La musique est l’une des seules choses que je connaisse qui peuvent complètement changer votre disposition en quelques minutes. Elle peut vous donner du courage dans une situation désespérée, elle peut vous pousser à faire les dernières répétitions lorsque vous faites de l’exercice, et elle peut vous rendre plus heureux lorsque vous êtes de mauvaise humeur. Tout cela grâce au message que ces chansons peuvent communiquer. Si je le fais avec mes paroles, d’autres le font avec l’instrumentation ou la mélodie. « Clark Kent » en est un parfait exemple. Le but de ce morceau était de vous remonter le moral, de vous donner l’impression que vous pouviez affronter le monde entier – et chaque fois qu’il est joué, je veux que l’auditeur ait la chair de poule.

RAC: Parlez-nous du processus créatif qui a présidé à la réalisation d’EGO TRIP. Comment avez-vous structuré votre créativité ?

T. Chandy: J’essaie de faire de la musique tous les jours, parce qu’on ne sait jamais quand on peut créer la chanson qui change notre vie. Pour moi, il s’agit de créer, créer, créer jusqu’à trouver l’aiguille dans la botte de foin. Après avoir pris une décision sur ce que je voulais pour l’album, je me suis mis au travail.

Données enregistrées:

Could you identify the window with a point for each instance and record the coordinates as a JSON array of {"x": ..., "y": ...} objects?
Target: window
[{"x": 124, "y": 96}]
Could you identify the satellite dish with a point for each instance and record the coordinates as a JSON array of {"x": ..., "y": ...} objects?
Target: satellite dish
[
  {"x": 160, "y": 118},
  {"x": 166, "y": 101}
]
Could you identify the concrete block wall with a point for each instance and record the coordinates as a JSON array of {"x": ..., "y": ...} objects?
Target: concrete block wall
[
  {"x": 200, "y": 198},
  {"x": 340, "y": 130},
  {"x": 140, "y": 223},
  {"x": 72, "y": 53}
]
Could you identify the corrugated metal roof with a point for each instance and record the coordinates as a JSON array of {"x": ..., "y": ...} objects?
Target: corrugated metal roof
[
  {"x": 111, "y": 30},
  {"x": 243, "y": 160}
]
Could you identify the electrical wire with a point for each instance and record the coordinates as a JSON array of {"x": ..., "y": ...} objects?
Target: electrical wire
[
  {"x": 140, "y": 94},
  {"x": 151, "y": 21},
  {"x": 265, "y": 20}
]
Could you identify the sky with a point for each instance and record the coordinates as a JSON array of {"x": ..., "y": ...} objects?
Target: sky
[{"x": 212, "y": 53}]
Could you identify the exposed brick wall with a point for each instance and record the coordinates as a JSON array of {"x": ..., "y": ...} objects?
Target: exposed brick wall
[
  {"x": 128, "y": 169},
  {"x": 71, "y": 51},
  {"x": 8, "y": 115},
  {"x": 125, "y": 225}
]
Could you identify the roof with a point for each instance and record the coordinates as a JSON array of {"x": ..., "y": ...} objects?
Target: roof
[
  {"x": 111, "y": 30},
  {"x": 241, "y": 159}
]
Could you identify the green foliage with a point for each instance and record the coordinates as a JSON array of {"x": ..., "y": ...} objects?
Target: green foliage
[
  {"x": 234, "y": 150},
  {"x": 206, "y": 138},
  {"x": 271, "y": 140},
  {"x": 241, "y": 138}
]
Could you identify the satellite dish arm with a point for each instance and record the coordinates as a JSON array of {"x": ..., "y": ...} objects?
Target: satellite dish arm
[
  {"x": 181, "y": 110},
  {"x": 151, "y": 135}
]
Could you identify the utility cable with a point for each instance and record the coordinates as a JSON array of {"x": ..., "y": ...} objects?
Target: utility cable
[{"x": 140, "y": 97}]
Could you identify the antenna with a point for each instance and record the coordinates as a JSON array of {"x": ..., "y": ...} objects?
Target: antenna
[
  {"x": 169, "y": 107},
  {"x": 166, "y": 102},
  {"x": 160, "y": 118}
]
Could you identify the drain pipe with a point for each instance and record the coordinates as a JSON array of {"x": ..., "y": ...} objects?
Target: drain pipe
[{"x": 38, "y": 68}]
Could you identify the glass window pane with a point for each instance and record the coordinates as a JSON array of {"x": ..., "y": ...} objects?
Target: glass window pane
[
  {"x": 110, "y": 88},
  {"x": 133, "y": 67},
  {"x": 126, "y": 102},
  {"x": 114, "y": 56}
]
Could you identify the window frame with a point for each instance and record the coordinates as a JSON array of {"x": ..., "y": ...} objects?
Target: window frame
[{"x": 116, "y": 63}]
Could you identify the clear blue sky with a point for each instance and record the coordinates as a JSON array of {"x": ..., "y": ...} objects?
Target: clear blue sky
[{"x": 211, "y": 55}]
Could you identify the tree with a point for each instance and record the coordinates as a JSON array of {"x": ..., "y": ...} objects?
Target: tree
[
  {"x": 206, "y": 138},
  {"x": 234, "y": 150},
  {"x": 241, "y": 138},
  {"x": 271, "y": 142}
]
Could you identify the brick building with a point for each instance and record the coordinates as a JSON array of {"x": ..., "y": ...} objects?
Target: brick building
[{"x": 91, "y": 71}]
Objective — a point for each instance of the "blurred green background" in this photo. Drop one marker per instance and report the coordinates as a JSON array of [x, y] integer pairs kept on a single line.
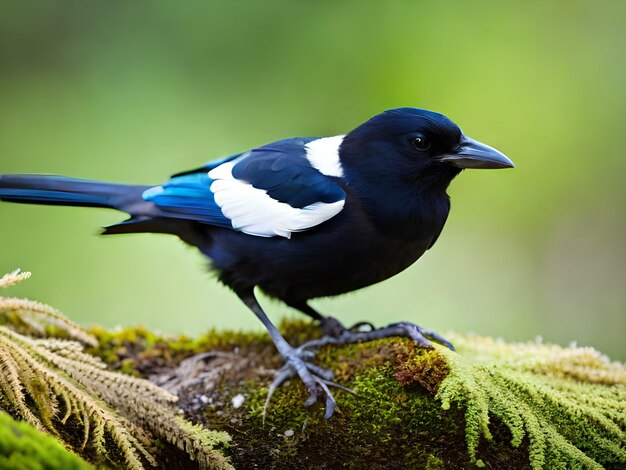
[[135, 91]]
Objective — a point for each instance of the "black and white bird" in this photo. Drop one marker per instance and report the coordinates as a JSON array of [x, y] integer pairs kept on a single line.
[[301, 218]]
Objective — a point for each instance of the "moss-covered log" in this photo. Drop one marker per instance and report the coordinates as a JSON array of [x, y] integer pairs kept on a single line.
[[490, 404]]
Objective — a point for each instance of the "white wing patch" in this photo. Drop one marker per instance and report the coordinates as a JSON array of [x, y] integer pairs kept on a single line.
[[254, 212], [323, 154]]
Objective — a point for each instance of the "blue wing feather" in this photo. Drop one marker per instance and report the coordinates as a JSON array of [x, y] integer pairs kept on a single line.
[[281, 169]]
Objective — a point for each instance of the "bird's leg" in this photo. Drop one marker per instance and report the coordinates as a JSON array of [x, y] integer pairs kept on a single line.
==
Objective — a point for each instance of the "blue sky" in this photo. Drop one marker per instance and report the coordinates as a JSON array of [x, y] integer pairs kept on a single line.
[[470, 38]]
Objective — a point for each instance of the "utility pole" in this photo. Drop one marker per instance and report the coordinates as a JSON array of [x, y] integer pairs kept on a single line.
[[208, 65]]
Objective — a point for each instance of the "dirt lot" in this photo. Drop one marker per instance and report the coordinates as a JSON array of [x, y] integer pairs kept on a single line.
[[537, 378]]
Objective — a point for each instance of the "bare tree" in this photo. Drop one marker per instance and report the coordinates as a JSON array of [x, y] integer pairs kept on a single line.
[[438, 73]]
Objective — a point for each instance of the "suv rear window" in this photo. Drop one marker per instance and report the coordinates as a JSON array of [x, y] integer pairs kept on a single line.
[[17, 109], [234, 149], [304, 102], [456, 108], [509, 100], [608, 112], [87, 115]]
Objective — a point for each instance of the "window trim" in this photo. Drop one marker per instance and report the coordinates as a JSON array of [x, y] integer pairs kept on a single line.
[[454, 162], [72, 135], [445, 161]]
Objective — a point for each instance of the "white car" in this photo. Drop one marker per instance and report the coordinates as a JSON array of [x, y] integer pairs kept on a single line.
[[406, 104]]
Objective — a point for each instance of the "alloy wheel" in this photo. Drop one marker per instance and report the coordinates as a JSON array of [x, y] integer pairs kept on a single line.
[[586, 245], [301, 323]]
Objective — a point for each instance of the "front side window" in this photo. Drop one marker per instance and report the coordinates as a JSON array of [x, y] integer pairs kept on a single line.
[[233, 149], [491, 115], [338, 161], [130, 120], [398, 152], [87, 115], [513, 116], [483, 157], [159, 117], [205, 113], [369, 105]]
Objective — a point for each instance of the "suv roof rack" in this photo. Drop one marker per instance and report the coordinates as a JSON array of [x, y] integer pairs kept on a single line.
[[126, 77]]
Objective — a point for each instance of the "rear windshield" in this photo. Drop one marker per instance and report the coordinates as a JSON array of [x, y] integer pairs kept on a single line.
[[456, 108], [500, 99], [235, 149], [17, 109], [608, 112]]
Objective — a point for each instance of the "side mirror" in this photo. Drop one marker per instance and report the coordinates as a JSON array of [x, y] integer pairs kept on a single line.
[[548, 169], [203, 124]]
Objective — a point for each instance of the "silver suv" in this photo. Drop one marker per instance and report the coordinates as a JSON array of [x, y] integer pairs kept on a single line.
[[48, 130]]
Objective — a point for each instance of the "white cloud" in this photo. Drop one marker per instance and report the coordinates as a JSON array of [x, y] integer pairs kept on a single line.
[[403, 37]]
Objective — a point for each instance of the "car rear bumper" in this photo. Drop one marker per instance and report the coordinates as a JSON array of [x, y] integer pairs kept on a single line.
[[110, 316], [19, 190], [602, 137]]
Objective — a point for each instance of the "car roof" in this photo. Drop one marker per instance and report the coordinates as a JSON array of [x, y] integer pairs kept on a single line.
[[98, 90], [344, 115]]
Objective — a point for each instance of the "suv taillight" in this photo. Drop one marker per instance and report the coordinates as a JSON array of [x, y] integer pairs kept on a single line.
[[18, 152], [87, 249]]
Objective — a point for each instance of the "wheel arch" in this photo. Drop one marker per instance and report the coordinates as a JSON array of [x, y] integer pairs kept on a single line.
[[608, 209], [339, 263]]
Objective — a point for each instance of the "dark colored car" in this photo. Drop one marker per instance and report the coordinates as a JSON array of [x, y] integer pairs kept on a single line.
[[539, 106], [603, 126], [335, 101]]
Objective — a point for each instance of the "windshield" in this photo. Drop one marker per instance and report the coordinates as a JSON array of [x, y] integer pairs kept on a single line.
==
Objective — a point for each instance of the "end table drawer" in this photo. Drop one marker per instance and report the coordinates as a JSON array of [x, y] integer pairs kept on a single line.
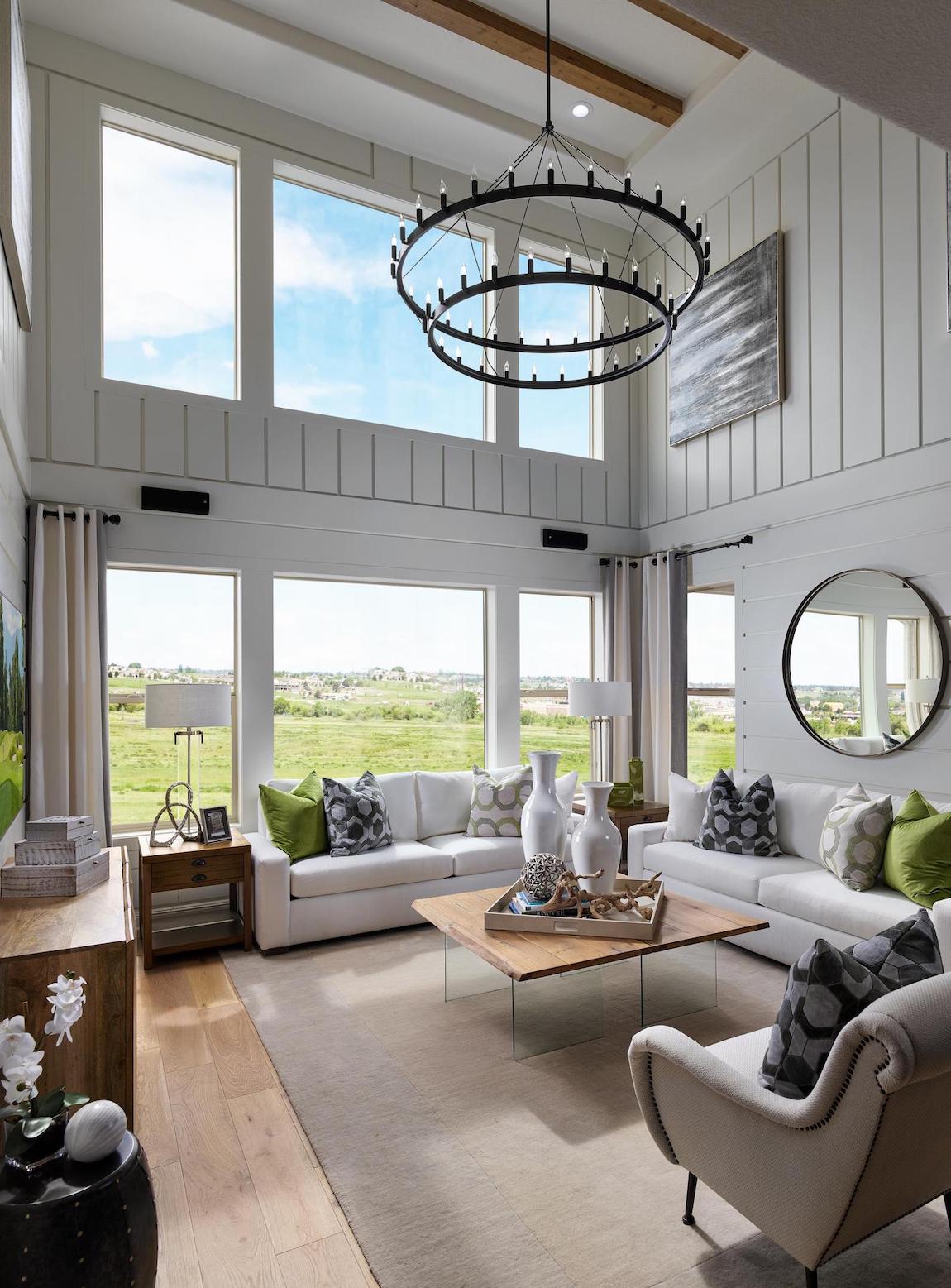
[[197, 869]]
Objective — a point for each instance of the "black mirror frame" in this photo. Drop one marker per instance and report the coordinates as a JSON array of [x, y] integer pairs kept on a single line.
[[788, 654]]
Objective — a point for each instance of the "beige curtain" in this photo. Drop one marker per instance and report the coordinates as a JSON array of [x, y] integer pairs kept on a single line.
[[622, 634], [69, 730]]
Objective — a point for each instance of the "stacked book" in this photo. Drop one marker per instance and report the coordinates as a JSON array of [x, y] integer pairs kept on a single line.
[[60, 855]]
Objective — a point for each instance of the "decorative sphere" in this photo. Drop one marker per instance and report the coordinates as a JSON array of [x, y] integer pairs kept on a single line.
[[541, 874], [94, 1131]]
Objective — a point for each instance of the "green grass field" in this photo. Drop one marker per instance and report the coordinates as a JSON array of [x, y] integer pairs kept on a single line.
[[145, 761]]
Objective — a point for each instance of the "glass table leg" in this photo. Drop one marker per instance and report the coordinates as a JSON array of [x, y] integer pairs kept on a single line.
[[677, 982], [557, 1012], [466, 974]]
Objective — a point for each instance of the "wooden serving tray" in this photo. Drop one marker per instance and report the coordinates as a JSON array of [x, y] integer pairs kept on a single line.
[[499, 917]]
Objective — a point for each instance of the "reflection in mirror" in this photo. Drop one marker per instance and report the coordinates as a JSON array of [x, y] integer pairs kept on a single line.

Tâche à faire:
Prolongez l'entretien sur la création de l'album EGO TRIP à partir de sa dernière phrase.

Zone de réponse:
Je pense qu’en tant qu’artistes, nous avons un certain sentiment de « savoir » ce que nous recherchons, même si nous ne pouvons pas l’expliquer précisément. En ce qui me concerne, une fois que j’ai su clairement où je voulais aller, j’ai continué à faire des rythmes tous les jours et à penser à des concepts de chansons. J’ai probablement eu 20 ou 30 idées de chansons qui n’avaient rien à voir avec l’album que j’essayais de créer, mais je les ai menées à bien — je savais que même si ce n’était pas ce que je recherchais, je pourrais revenir à ces chansons à l’avenir. L’effort n’en était que plus agréable lorsque j’avais travaillé et que j’avais créé les sept morceaux parfaits pour raconter l’histoire que je voulais transmettre.

RAC: Comment vous sortez-vous d’une ornière artistique ? Quels conseils donneriez-vous à d’autres artistes pour maintenir une production créative ?

T. Chandy: Pour moi, tout est question d’élan et de création d’habitudes. J’essaie de m’assurer que je crée autant que possible, que je suis d’humeur ou non. J’ai commencé à le faire lorsque je me suis souvenu qu’il y a eu des jours où je me suis forcé à aller travailler, même si je n’en avais pas envie, juste parce que je voulais gagner de l’argent.

Mon « pourquoi » en tant qu’artiste est le désir de devenir la meilleure version de moi-même que je puisse être, et de créer la meilleure musique que je puisse faire. La seule façon d’y parvenir est de faire preuve de constance et de progresser — en y travaillant, même lorsque je suis dans une ornière créative. C’est le conseil que je donnerais aux artistes : continuez à créer, parce qu’il est toujours possible de défaire, de modifier ou d’effacer, mais pour cela, il vous faut quelque chose sur cette toile.

RAC: Quels ont été les principaux enseignements de votre formation en production musicale ?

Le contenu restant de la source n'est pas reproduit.